→ Requirement
Your task is to repeat, word for word, the line containing "Can you see the groom?" and all lines that follow it to the end of the material, and no other lines.

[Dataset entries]
════════════════════
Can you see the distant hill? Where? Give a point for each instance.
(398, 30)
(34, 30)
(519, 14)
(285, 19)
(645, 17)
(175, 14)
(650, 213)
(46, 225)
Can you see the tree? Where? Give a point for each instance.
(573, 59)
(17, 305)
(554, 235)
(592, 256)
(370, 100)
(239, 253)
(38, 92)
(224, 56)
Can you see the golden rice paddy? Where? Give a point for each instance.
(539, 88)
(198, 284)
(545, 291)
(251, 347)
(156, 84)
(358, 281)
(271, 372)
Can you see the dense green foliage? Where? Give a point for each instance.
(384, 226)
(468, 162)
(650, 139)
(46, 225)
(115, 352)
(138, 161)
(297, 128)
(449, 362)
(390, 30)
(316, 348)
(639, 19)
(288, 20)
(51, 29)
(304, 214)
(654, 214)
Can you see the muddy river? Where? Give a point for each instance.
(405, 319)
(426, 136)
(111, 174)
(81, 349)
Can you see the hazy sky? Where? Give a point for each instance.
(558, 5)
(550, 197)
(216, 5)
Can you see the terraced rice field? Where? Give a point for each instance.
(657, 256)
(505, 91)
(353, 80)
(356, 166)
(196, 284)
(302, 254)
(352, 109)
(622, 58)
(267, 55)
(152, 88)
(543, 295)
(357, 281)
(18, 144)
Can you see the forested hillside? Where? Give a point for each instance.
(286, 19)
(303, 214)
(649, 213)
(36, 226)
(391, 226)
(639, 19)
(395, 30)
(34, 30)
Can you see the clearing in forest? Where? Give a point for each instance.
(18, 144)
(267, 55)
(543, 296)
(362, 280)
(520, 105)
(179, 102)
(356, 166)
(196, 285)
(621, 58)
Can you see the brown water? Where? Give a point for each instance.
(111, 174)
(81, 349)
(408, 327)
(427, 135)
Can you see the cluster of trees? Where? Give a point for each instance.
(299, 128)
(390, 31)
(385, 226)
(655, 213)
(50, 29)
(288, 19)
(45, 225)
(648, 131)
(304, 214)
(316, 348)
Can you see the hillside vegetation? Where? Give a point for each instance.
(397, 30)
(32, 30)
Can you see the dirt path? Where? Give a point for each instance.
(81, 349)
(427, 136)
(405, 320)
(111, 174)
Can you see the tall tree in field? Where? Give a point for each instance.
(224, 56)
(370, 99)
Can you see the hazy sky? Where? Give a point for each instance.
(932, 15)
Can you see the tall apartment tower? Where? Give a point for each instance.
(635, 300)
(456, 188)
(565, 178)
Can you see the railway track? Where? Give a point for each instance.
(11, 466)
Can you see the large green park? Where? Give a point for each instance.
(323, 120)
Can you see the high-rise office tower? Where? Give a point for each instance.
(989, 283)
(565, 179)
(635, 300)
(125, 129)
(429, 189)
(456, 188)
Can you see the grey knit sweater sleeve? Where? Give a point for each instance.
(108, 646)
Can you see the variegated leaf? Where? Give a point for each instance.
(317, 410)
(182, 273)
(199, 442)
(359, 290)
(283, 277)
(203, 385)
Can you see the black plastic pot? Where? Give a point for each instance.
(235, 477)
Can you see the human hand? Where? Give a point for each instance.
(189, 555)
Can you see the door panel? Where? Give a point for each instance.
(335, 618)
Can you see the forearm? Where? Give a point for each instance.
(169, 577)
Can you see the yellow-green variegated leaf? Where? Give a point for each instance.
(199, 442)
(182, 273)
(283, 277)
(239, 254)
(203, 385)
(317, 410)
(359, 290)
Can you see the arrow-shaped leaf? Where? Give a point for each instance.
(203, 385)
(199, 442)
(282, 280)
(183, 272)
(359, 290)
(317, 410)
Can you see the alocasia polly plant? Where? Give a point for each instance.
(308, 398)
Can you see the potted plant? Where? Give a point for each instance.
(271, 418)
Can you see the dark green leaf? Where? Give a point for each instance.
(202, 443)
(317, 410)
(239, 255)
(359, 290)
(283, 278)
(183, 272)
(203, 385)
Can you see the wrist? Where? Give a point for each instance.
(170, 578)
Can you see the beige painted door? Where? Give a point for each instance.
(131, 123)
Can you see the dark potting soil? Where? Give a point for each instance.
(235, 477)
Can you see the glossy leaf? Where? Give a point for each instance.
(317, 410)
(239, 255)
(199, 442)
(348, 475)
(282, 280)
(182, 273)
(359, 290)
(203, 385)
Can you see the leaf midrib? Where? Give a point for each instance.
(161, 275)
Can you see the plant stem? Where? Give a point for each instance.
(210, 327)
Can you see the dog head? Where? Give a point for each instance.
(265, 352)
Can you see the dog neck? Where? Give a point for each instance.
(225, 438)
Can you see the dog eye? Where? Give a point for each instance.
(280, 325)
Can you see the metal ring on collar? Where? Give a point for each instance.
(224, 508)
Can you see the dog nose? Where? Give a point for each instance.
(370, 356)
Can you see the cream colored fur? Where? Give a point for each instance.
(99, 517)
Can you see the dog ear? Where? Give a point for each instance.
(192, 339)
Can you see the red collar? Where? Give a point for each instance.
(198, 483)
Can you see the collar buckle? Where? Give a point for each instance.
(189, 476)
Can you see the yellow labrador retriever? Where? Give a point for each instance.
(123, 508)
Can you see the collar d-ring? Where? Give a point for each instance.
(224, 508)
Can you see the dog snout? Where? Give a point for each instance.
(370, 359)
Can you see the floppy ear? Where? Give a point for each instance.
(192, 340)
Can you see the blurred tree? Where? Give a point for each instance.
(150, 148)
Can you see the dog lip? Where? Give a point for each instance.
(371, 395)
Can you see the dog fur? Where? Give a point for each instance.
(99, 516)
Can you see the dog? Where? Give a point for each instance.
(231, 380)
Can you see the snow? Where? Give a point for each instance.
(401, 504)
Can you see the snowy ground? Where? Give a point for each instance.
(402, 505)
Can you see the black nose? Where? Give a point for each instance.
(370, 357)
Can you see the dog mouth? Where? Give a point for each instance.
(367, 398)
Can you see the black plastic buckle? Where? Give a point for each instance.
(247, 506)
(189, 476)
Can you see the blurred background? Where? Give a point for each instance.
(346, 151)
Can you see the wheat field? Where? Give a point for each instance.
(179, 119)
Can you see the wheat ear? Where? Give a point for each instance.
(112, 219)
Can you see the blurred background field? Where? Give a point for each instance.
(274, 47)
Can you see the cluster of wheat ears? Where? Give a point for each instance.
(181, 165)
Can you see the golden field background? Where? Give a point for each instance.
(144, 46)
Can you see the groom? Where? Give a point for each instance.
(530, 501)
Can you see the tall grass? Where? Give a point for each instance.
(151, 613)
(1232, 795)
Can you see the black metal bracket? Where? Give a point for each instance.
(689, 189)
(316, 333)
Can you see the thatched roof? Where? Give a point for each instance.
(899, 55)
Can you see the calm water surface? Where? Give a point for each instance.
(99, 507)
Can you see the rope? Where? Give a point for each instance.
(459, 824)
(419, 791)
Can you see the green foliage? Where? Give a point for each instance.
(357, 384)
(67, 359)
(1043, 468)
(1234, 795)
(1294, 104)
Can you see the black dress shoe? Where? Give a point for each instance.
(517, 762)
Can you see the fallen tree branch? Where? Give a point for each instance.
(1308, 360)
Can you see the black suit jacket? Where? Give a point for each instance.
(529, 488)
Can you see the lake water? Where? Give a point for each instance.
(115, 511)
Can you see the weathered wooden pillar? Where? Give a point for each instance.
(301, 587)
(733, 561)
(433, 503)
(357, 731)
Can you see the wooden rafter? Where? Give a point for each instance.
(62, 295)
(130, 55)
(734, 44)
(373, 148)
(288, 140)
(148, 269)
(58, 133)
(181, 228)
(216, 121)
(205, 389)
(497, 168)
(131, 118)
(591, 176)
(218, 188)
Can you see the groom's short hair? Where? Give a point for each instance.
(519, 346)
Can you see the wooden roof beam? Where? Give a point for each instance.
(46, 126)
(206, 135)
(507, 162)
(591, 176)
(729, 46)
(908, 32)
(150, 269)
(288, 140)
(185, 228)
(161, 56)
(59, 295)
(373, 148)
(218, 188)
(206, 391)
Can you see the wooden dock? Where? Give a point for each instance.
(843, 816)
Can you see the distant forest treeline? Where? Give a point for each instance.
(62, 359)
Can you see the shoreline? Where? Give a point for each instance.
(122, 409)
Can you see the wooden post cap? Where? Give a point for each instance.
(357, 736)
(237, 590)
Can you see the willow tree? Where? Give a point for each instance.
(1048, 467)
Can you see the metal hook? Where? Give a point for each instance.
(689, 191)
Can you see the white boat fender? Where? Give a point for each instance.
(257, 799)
════════════════════
→ Task solution
Can you see the groom? Where? Give a point for each instance.
(530, 501)
Can you see the tall grass? Where? Give a point for each instance.
(151, 613)
(1232, 795)
Can you see the black metal bracket? Where? Give a point for each instance.
(689, 189)
(316, 333)
Can you see the thatched roof? Where? Give a point for each instance.
(899, 55)
Can you see the calm water surface? Where? Give a point for each instance.
(99, 507)
Can you see the rope? Where? Give a point for each instance.
(459, 824)
(419, 791)
Can you see the green foliage? Where? Give a point for each instance.
(357, 384)
(67, 359)
(1043, 468)
(1234, 795)
(1294, 104)
Can you see the black dress shoe? Where? Give a point for each instance.
(517, 762)
Can you see the fallen tree branch? Where? Give a point for each instance.
(1308, 360)
Can you see the black suit jacket? Where? Give a point for each instance.
(529, 488)
Can you see the lake water? Where? Give a point for each instance.
(115, 511)
Can you see the weathered wooden pillar? Where? Give a point for each instance.
(301, 587)
(733, 561)
(433, 503)
(357, 731)
Can you see the wooden rafter? Where? Give a point for each instance.
(62, 295)
(130, 55)
(734, 44)
(373, 148)
(288, 140)
(148, 269)
(58, 133)
(181, 228)
(216, 121)
(205, 389)
(497, 168)
(131, 118)
(591, 176)
(218, 188)
Can you see the groom's short hair? Where? Give a point for each instance.
(519, 346)
Can you see the wooden roof beam? Where? Give a point for each instance.
(46, 126)
(206, 135)
(507, 162)
(591, 176)
(729, 46)
(908, 32)
(150, 269)
(288, 140)
(185, 228)
(161, 56)
(59, 295)
(373, 148)
(218, 188)
(206, 391)
Can you see the wooden dock? Where? Give a point for each instance.
(843, 816)
Can you see the distant forest treeline? Where? Give a point for each instance.
(62, 359)
Can you see the shoreline? Where? Give a point for each instance.
(122, 409)
Can you see the wooden post cap? Where? Give a point for each instance.
(357, 736)
(237, 590)
Can you see the willow tree? Where? Give a point for each instance.
(1048, 467)
Can you see the metal hook? Where? Give a point for each instance.
(689, 191)
Can you see the white boat fender? Where? Give a point for each instance.
(257, 799)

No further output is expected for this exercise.